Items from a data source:
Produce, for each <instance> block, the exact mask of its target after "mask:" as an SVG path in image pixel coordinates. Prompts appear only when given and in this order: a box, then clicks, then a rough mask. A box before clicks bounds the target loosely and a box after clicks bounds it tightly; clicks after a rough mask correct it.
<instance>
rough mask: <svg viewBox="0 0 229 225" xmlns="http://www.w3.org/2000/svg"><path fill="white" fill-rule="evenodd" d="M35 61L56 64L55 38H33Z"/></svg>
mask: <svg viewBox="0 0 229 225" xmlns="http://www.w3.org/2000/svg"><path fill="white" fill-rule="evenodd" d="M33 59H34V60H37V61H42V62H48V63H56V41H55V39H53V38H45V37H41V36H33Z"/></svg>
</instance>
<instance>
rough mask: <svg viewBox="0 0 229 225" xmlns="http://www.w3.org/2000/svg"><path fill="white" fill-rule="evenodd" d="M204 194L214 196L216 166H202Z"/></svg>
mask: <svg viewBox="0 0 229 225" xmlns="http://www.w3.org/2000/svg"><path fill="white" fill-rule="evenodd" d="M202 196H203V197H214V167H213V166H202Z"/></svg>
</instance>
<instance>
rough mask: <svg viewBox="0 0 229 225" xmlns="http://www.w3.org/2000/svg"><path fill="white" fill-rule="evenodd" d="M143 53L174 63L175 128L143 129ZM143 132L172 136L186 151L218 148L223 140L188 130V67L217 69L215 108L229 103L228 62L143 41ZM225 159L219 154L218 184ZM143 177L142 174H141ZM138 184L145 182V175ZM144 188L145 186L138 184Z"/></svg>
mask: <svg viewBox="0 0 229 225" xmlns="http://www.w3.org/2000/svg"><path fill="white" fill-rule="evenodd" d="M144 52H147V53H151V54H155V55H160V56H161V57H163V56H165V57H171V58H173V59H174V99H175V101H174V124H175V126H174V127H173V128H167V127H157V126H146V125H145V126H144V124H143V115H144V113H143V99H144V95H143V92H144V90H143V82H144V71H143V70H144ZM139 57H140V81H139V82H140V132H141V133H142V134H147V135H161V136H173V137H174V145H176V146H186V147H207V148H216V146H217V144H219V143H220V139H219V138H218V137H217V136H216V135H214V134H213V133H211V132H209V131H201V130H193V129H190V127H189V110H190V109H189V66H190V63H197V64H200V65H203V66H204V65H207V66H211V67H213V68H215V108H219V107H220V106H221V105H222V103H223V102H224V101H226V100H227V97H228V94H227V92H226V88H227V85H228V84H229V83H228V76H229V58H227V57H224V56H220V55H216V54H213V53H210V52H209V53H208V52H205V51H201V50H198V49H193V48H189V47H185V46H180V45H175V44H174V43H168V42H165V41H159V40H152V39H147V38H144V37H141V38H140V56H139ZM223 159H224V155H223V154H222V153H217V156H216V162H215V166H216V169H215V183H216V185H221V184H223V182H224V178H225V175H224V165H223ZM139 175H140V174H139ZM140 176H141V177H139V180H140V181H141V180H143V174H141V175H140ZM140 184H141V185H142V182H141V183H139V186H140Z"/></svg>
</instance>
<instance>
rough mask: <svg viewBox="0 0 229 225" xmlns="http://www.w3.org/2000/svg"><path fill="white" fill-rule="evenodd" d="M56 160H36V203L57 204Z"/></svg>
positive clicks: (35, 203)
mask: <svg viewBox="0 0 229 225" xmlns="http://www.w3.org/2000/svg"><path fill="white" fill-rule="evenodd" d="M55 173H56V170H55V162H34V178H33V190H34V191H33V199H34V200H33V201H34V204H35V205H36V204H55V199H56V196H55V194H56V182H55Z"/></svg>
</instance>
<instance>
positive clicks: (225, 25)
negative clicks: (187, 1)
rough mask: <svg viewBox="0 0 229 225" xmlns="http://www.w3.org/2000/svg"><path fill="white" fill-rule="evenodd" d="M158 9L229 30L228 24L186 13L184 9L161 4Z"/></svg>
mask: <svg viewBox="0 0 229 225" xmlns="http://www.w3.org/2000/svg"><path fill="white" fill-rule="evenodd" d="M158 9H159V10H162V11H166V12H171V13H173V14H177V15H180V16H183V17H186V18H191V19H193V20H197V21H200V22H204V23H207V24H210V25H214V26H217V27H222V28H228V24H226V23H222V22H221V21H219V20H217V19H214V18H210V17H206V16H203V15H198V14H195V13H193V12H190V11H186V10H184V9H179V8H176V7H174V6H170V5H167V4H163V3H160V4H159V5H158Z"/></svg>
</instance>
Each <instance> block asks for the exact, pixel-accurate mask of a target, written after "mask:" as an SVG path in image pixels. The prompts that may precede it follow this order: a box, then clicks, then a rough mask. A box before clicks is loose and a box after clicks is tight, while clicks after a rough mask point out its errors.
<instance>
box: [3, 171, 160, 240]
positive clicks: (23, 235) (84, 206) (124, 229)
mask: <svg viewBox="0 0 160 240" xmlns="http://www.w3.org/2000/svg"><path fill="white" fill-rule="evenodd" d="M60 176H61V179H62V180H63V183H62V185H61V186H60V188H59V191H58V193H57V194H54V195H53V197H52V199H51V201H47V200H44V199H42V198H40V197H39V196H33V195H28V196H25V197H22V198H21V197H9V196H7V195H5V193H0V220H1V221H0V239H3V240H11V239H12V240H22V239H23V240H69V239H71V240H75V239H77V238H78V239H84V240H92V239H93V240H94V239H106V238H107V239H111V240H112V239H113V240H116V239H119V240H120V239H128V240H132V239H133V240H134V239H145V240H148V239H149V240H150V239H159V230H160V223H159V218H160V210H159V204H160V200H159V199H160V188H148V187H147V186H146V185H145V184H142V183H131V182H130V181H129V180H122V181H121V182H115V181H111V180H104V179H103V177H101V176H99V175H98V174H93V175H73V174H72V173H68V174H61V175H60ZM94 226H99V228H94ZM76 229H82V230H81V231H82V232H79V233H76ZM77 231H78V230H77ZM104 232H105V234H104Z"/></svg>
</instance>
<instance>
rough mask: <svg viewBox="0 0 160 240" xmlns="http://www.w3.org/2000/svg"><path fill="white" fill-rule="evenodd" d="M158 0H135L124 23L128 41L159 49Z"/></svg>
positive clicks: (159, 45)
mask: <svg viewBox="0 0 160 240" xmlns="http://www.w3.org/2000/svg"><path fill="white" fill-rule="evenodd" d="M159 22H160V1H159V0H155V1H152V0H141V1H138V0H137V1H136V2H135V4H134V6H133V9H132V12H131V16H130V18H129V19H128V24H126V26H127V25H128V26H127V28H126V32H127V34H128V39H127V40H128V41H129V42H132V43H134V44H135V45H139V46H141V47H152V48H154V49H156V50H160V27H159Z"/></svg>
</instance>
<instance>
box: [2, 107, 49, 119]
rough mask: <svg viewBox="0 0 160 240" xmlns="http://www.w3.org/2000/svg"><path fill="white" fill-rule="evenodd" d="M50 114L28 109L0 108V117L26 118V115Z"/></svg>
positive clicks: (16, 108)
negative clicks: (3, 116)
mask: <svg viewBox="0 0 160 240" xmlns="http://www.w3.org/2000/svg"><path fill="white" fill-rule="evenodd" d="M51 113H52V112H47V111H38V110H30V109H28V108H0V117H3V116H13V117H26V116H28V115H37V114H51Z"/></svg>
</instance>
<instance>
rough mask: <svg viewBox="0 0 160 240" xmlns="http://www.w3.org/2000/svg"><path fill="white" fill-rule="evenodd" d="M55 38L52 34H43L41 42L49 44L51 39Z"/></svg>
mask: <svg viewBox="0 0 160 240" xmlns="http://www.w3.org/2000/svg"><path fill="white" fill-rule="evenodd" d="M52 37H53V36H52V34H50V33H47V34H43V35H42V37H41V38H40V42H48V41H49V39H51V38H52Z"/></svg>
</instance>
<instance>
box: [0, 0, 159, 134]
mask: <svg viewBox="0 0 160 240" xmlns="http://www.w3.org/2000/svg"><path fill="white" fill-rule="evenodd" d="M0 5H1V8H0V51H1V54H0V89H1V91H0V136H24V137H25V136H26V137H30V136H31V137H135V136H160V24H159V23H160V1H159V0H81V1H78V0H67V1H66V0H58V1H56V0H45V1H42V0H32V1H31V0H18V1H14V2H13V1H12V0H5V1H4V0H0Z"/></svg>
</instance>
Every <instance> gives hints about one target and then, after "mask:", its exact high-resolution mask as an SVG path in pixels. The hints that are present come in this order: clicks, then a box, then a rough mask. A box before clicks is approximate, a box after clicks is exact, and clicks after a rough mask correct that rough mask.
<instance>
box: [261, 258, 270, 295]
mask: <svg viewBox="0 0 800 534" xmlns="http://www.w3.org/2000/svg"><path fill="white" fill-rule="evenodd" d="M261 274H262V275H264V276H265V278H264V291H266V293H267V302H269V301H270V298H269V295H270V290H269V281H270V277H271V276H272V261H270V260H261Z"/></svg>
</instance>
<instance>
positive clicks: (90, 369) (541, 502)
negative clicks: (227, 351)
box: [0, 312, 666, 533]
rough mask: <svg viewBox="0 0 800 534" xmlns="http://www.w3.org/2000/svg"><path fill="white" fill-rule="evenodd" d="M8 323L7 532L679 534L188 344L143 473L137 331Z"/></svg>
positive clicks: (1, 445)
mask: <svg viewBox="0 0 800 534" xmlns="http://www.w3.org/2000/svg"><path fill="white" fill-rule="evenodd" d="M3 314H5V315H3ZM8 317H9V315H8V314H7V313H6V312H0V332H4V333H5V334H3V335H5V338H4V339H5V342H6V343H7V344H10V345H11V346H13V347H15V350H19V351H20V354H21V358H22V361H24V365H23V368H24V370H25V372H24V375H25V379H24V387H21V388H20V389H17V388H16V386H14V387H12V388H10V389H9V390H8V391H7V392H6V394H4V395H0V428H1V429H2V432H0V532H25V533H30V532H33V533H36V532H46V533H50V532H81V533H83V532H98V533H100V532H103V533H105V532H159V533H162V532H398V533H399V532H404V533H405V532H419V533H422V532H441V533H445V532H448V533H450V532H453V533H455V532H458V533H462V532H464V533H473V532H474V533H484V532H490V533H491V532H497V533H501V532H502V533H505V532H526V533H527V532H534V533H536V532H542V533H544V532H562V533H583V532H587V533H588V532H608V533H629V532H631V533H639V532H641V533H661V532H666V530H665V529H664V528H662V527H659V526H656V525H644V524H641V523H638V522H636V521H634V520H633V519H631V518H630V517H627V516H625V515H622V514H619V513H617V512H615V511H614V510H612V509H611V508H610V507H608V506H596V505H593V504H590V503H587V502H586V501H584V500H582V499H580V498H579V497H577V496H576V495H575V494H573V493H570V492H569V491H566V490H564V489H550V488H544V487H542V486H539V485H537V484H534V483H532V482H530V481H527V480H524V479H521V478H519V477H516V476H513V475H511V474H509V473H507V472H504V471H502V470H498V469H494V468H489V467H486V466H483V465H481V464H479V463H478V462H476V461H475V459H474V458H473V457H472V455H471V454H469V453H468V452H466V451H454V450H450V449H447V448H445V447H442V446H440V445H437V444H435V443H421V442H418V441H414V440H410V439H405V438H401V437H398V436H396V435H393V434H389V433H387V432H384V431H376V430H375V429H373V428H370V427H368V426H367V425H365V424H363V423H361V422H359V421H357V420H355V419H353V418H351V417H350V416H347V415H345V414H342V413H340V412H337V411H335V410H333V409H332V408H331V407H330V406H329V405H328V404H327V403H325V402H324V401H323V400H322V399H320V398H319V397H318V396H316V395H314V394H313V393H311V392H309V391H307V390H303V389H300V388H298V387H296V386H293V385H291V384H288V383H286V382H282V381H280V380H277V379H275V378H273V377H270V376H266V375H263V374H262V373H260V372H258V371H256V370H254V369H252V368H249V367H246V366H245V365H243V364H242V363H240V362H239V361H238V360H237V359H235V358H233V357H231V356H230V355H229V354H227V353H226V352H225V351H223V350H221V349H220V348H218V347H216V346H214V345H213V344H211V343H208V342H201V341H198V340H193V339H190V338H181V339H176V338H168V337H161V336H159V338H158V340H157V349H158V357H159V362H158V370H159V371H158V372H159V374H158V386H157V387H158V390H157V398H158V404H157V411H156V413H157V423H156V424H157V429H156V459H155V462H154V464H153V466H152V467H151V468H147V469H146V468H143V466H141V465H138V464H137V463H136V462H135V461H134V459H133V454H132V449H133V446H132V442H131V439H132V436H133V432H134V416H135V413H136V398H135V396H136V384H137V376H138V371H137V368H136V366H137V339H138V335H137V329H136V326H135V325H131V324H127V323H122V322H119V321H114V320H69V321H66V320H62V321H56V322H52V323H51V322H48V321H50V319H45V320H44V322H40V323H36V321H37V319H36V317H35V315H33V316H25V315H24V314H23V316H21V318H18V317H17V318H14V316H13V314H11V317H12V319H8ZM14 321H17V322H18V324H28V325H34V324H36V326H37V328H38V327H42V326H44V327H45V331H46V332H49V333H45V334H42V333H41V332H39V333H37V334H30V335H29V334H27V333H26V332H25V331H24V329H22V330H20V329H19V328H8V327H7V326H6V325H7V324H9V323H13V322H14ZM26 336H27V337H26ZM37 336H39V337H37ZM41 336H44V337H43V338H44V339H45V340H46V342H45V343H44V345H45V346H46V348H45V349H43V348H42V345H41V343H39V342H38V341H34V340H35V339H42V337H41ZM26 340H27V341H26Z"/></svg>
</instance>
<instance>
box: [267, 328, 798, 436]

● **WORK TO COMPLETE**
From the records above, copy each line where the word "correct" can be found.

● **EXPECTED ANSWER**
Produce, for each <instance> block, the exact mask of its target after "mask:" as an SVG path in image pixel coordinates. Prompts appear only when given and in this order: a box, then clicks, then a rough mask. A box before clicks bounds the target loosely and a box after clicks bounds it tightly; clicks after a rough mask correct it.
Every <instance> gives hints about one target and then, after "mask:", its exact high-resolution mask as an SVG path in pixels. The hints that are present come in this order: clicks, then a box, then a rough mask. A box before clicks is approximate, a box after clicks is exact, and clicks after a rough mask correct that rough mask.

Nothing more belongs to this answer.